STATED PROBLEM: Copy the records word for word, from their first line through the line containing "48], [49, 45]]". Leave the pictures out of your copy.

RECORDS SUPPLIED:
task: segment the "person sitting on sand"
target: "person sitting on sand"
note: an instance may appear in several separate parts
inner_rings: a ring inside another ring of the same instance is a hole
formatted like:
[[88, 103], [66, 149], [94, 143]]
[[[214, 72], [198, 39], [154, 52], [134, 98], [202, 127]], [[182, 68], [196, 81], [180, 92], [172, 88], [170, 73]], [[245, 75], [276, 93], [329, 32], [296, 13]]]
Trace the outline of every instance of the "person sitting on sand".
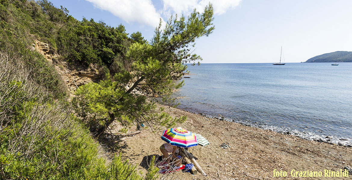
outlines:
[[[177, 165], [177, 166], [180, 166], [182, 162], [181, 157], [180, 156], [176, 156], [176, 154], [178, 153], [178, 148], [176, 146], [173, 146], [168, 143], [164, 143], [160, 146], [160, 151], [163, 153], [163, 159], [167, 158], [168, 164], [170, 163], [171, 161], [171, 157], [173, 158], [174, 160], [177, 159], [175, 164]], [[169, 153], [171, 153], [172, 156], [169, 156]]]

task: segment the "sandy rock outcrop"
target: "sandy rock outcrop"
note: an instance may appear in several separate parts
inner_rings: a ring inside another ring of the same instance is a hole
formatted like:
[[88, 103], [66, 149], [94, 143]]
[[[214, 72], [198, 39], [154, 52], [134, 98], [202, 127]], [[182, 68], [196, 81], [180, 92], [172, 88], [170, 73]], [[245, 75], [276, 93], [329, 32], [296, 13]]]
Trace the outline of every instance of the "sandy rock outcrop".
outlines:
[[37, 51], [52, 64], [71, 93], [77, 87], [91, 82], [98, 82], [101, 78], [99, 68], [96, 65], [91, 65], [87, 67], [78, 64], [59, 60], [59, 56], [50, 49], [49, 44], [38, 40], [34, 40], [32, 45], [30, 47], [30, 50]]
[[56, 70], [61, 74], [69, 90], [72, 92], [77, 87], [92, 82], [97, 82], [101, 78], [99, 68], [91, 65], [89, 67], [60, 62]]
[[40, 42], [38, 40], [34, 40], [34, 43], [32, 45], [33, 47], [31, 48], [31, 50], [35, 49], [39, 53], [41, 54], [44, 57], [45, 57], [46, 59], [51, 63], [52, 63], [53, 58], [57, 58], [57, 54], [55, 52], [50, 49], [49, 48], [49, 45]]

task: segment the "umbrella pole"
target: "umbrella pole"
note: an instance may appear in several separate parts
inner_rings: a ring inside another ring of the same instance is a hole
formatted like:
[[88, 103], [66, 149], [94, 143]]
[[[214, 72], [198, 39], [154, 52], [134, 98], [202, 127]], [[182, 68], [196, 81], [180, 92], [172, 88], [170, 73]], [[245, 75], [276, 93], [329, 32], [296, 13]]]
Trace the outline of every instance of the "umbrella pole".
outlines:
[[203, 174], [203, 175], [207, 176], [207, 174], [204, 172], [204, 171], [203, 171], [202, 168], [200, 166], [199, 166], [199, 165], [198, 164], [198, 163], [197, 162], [197, 161], [196, 161], [196, 160], [194, 159], [194, 157], [190, 154], [188, 151], [185, 149], [184, 148], [181, 147], [181, 149], [182, 149], [182, 152], [183, 152], [184, 154], [187, 154], [187, 155], [190, 158], [191, 160], [192, 161], [192, 162], [193, 163], [193, 164], [194, 165], [194, 166], [196, 167], [196, 168], [197, 168], [197, 170], [199, 172], [202, 173], [202, 174]]
[[[180, 151], [180, 152], [181, 155], [183, 156], [183, 158], [186, 160], [186, 162], [187, 162], [187, 164], [190, 164], [192, 163], [191, 161], [189, 160], [189, 159], [187, 158], [187, 156], [183, 153], [183, 152]], [[191, 171], [192, 172], [192, 174], [196, 174], [197, 173], [198, 173], [198, 171], [197, 171], [197, 169], [196, 169], [195, 167], [194, 166], [193, 166], [193, 167], [192, 167], [192, 169], [191, 169]]]

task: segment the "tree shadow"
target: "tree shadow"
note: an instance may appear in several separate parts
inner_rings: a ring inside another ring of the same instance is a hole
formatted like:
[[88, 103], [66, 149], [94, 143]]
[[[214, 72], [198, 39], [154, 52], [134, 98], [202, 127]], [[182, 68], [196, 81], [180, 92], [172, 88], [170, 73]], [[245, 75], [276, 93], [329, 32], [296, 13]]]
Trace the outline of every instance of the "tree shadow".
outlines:
[[112, 152], [119, 152], [124, 153], [121, 150], [127, 147], [127, 144], [120, 138], [118, 134], [105, 132], [97, 139], [101, 144], [104, 145], [106, 150]]
[[149, 165], [150, 165], [150, 162], [151, 161], [152, 158], [153, 157], [153, 156], [155, 156], [155, 160], [156, 161], [158, 159], [161, 159], [160, 158], [162, 156], [158, 154], [151, 154], [145, 156], [143, 157], [143, 159], [142, 160], [142, 161], [139, 164], [139, 166], [142, 166], [146, 169], [147, 169], [149, 168]]

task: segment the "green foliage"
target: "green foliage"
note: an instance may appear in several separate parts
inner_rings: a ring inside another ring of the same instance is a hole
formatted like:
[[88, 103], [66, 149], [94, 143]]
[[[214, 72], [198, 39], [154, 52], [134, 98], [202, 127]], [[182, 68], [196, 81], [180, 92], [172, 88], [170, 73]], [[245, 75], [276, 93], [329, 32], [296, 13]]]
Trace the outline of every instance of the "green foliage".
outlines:
[[[131, 73], [116, 71], [113, 79], [86, 85], [77, 90], [73, 104], [91, 132], [99, 136], [114, 121], [137, 127], [143, 123], [168, 127], [184, 121], [185, 116], [172, 119], [158, 113], [162, 109], [156, 111], [155, 102], [173, 102], [170, 98], [171, 93], [183, 82], [175, 84], [173, 78], [180, 77], [180, 73], [186, 69], [183, 62], [194, 64], [201, 60], [187, 48], [212, 32], [213, 14], [209, 4], [202, 14], [195, 9], [187, 21], [183, 16], [178, 20], [171, 17], [162, 31], [161, 22], [151, 44], [137, 42], [130, 47], [126, 56], [132, 62]], [[119, 28], [124, 31], [124, 27]], [[142, 40], [139, 33], [133, 34], [131, 37]]]
[[83, 64], [109, 67], [117, 57], [124, 57], [133, 41], [122, 25], [115, 28], [93, 19], [80, 21], [69, 15], [66, 8], [56, 8], [47, 0], [38, 4], [3, 0], [0, 8], [0, 26], [9, 35], [24, 37], [27, 45], [34, 37], [49, 44], [51, 50], [67, 60]]
[[142, 33], [139, 31], [132, 33], [131, 35], [131, 37], [132, 39], [138, 43], [145, 44], [147, 42], [147, 40], [144, 39], [144, 38], [142, 36]]
[[0, 52], [0, 179], [142, 179], [120, 155], [106, 165], [70, 106], [53, 101], [22, 61], [9, 57]]

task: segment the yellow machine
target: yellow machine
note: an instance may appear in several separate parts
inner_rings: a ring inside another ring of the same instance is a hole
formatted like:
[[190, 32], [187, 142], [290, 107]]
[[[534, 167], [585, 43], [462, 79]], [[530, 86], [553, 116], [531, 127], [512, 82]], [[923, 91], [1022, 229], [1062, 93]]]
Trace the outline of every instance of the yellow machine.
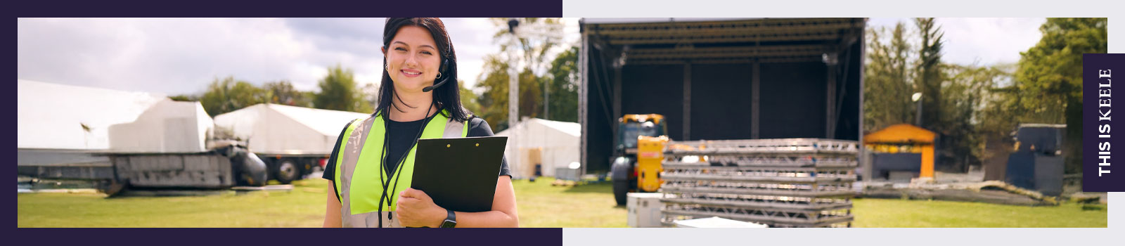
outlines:
[[668, 143], [668, 136], [637, 137], [637, 188], [644, 192], [657, 192], [660, 190], [660, 172], [664, 167], [664, 144]]
[[668, 142], [664, 116], [624, 115], [618, 119], [618, 145], [613, 158], [613, 197], [626, 203], [629, 192], [656, 192], [660, 189], [660, 161]]

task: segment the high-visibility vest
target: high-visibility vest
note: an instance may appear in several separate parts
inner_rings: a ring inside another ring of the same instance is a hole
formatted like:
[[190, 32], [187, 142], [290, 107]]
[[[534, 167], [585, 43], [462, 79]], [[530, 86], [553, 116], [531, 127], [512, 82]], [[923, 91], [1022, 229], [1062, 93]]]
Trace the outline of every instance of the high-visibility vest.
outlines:
[[[468, 136], [466, 122], [450, 120], [442, 113], [434, 113], [433, 119], [426, 124], [421, 138], [457, 138]], [[398, 192], [411, 186], [411, 177], [414, 176], [414, 152], [417, 145], [412, 146], [405, 161], [399, 165], [402, 168], [388, 188], [379, 183], [379, 174], [382, 179], [388, 175], [382, 167], [382, 140], [386, 136], [384, 120], [380, 115], [352, 121], [344, 130], [344, 136], [340, 142], [335, 165], [336, 194], [340, 198], [340, 217], [343, 227], [378, 227], [379, 226], [379, 199], [382, 190], [388, 189], [387, 197], [390, 202], [382, 202], [382, 226], [402, 227], [398, 220], [390, 218], [390, 212], [395, 211], [398, 202]], [[398, 134], [398, 133], [396, 133]], [[400, 133], [411, 134], [416, 133]], [[397, 184], [397, 186], [396, 186]], [[354, 189], [353, 189], [354, 188]]]

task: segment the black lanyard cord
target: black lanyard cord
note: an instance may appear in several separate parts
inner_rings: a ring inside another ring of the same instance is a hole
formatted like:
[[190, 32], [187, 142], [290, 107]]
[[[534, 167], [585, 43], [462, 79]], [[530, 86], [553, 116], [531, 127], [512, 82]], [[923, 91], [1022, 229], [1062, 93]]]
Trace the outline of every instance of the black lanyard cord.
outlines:
[[[431, 112], [430, 110], [431, 109], [433, 109], [433, 101], [430, 101], [430, 107], [426, 108], [426, 110], [425, 110], [425, 115], [426, 116], [430, 116], [430, 112]], [[392, 180], [394, 180], [393, 183], [395, 183], [395, 185], [394, 185], [394, 188], [392, 188], [392, 193], [394, 193], [394, 191], [398, 190], [398, 177], [403, 176], [403, 175], [398, 175], [398, 174], [402, 173], [403, 165], [406, 162], [406, 155], [411, 154], [411, 149], [414, 148], [414, 145], [417, 144], [417, 140], [420, 138], [422, 138], [422, 133], [425, 131], [426, 125], [430, 125], [430, 120], [432, 120], [432, 119], [433, 119], [433, 117], [426, 117], [425, 120], [422, 121], [422, 127], [418, 129], [417, 135], [414, 137], [414, 143], [411, 143], [410, 148], [407, 148], [406, 152], [404, 152], [403, 155], [398, 157], [398, 161], [396, 162], [397, 165], [395, 165], [395, 168], [390, 172], [390, 174], [388, 174], [389, 176], [386, 180], [384, 180], [382, 179], [382, 174], [385, 172], [382, 170], [387, 167], [387, 163], [388, 163], [387, 162], [387, 157], [388, 157], [388, 155], [387, 155], [388, 154], [387, 153], [387, 148], [388, 148], [387, 145], [389, 144], [389, 140], [390, 140], [390, 127], [389, 127], [390, 126], [389, 125], [390, 124], [389, 122], [390, 117], [389, 116], [385, 116], [384, 117], [384, 120], [382, 120], [382, 124], [384, 124], [384, 126], [382, 126], [382, 129], [384, 129], [382, 149], [381, 149], [381, 153], [379, 154], [379, 156], [382, 157], [382, 162], [381, 162], [382, 163], [382, 166], [381, 166], [382, 168], [379, 168], [379, 184], [382, 184], [382, 194], [379, 197], [379, 209], [378, 209], [379, 210], [379, 227], [380, 228], [382, 227], [382, 204], [384, 204], [382, 202], [386, 201], [387, 204], [390, 204], [390, 202], [393, 200], [392, 197], [387, 195], [387, 186], [390, 186], [390, 182], [392, 182]], [[390, 194], [390, 195], [394, 195], [394, 194]], [[393, 217], [390, 217], [390, 218], [393, 218]]]

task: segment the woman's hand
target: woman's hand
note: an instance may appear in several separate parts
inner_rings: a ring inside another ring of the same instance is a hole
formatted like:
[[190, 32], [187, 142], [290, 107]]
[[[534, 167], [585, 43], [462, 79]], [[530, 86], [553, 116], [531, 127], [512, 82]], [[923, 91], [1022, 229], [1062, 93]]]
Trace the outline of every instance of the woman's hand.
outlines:
[[446, 209], [434, 204], [433, 199], [421, 190], [407, 188], [398, 193], [395, 217], [404, 227], [441, 227], [446, 216]]

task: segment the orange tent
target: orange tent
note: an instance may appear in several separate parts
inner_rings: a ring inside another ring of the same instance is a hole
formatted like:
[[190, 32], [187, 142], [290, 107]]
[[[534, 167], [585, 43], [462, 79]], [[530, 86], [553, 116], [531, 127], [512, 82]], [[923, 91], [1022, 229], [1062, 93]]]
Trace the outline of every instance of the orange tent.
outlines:
[[937, 134], [909, 124], [892, 125], [863, 136], [865, 145], [910, 145], [921, 153], [919, 177], [934, 177], [934, 139]]

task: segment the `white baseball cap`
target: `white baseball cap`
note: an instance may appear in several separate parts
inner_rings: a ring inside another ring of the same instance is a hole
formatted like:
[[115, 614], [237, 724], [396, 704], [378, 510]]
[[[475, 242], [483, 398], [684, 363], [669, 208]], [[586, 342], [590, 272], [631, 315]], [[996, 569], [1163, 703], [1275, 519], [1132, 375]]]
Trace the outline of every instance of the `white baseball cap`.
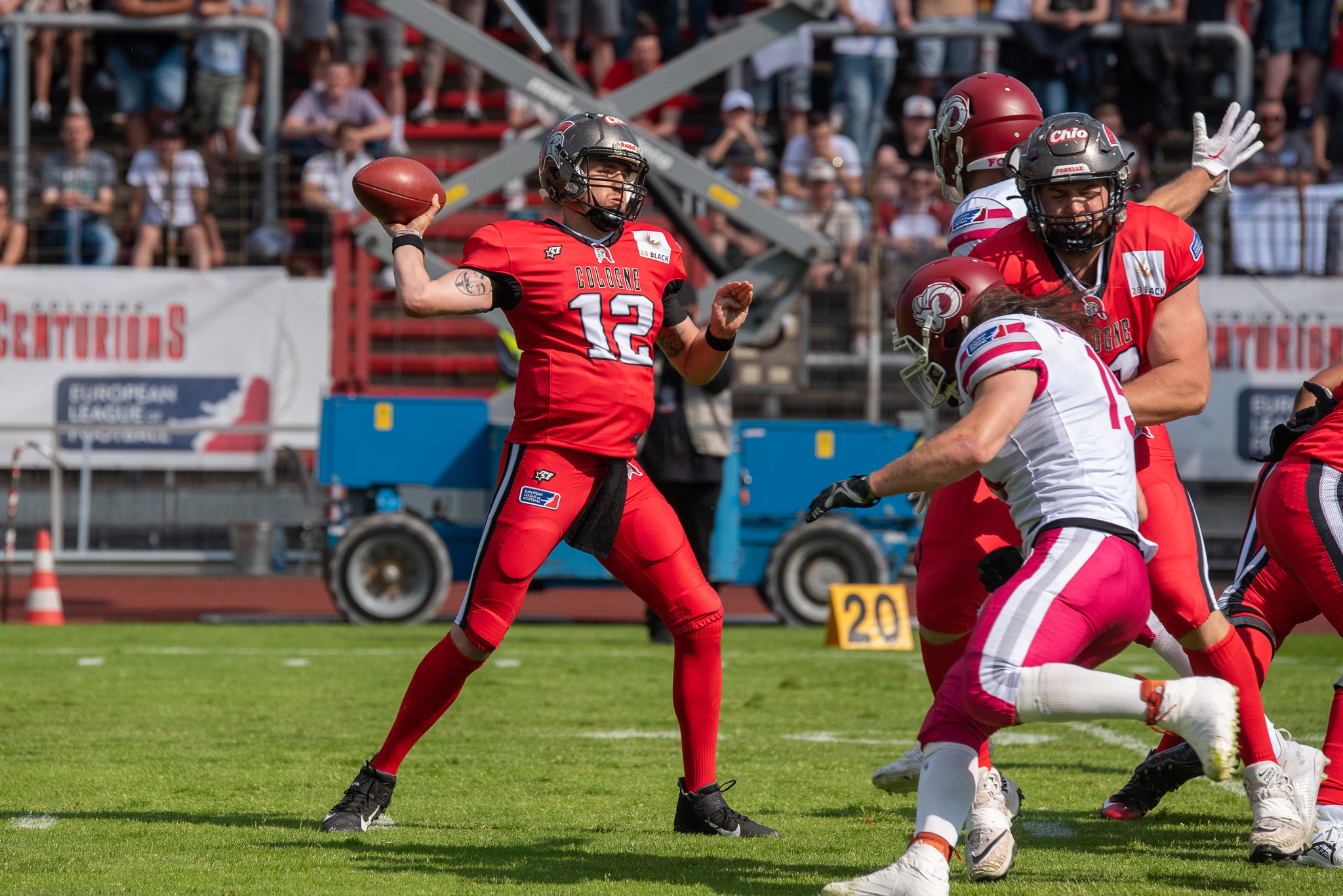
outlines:
[[719, 111], [732, 111], [733, 109], [755, 111], [755, 99], [745, 90], [729, 90], [723, 94], [723, 105], [719, 106]]
[[932, 118], [937, 114], [937, 106], [928, 97], [915, 94], [905, 98], [905, 118]]

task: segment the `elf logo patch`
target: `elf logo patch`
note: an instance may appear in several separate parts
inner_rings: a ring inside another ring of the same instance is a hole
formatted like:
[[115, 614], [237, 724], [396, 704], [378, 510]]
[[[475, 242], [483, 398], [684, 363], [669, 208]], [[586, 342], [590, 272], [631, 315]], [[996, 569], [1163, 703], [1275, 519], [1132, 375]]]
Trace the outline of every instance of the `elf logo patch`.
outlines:
[[659, 234], [655, 230], [637, 230], [634, 231], [634, 244], [639, 247], [639, 255], [643, 258], [663, 263], [672, 261], [672, 244], [666, 234]]
[[1166, 296], [1166, 253], [1124, 253], [1124, 274], [1128, 275], [1129, 296]]
[[560, 493], [547, 492], [545, 489], [536, 489], [530, 485], [524, 485], [517, 493], [517, 500], [521, 504], [530, 504], [532, 506], [545, 508], [547, 510], [560, 509]]

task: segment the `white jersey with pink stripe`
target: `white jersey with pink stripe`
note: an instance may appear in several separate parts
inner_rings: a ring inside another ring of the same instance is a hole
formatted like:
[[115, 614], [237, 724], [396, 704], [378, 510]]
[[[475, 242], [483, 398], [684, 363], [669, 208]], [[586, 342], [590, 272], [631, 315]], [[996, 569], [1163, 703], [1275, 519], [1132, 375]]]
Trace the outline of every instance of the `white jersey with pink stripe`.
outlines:
[[1018, 218], [1026, 216], [1026, 201], [1017, 192], [1015, 180], [1002, 180], [966, 196], [951, 216], [947, 250], [952, 255], [968, 255], [970, 250], [988, 239]]
[[1081, 336], [1026, 314], [972, 329], [956, 353], [963, 407], [994, 373], [1033, 369], [1035, 396], [980, 473], [1007, 502], [1022, 541], [1041, 527], [1085, 519], [1138, 532], [1133, 416], [1124, 390]]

TASK OUTPUT:
task: segment the "person sitting on sand"
target: "person sitting on sand"
note: an instance may appear in several separate parts
inner_rings: a ring inside another ring of the same instance is a hole
formatted like:
[[88, 103], [66, 149], [94, 143]]
[[[214, 72], [198, 39], [154, 52], [134, 98], [202, 127]], [[182, 68], [196, 81], [180, 92], [172, 88], [170, 73]], [[245, 75], [276, 93], [329, 32], [296, 13]]]
Trace the outline of every instance of the "person sitting on sand".
outlines:
[[[177, 165], [177, 166], [180, 166], [182, 162], [181, 157], [180, 156], [176, 156], [176, 154], [178, 153], [178, 148], [176, 146], [173, 146], [168, 143], [164, 143], [160, 146], [160, 151], [163, 153], [163, 159], [167, 158], [168, 164], [170, 163], [171, 161], [171, 157], [173, 158], [174, 160], [177, 159], [175, 164]], [[169, 153], [171, 153], [172, 156], [169, 156]]]

task: segment the "sandy rock outcrop"
target: "sandy rock outcrop"
note: an instance may appear in several separate parts
inner_rings: a ring inside another ring of the same instance is a hole
formatted like:
[[88, 103], [66, 149], [94, 143]]
[[[214, 72], [198, 39], [154, 52], [134, 98], [202, 127]], [[182, 68], [196, 81], [180, 92], [172, 88], [170, 73]], [[245, 75], [276, 93], [329, 32], [296, 13]]]
Trace the outline of every instance of the "sandy rock outcrop".
outlines:
[[37, 51], [52, 64], [71, 93], [77, 87], [91, 82], [98, 82], [101, 78], [99, 68], [96, 65], [91, 65], [87, 67], [78, 64], [59, 60], [59, 56], [50, 49], [49, 44], [38, 40], [34, 40], [32, 45], [30, 47], [30, 50]]
[[56, 70], [61, 74], [69, 90], [72, 92], [77, 87], [92, 82], [97, 82], [101, 78], [99, 68], [91, 65], [89, 67], [60, 62]]
[[40, 42], [38, 40], [34, 40], [34, 43], [32, 45], [33, 47], [31, 48], [31, 50], [35, 49], [39, 53], [41, 54], [44, 57], [45, 57], [46, 59], [51, 63], [52, 63], [53, 58], [57, 58], [57, 54], [55, 52], [50, 49], [49, 48], [49, 45]]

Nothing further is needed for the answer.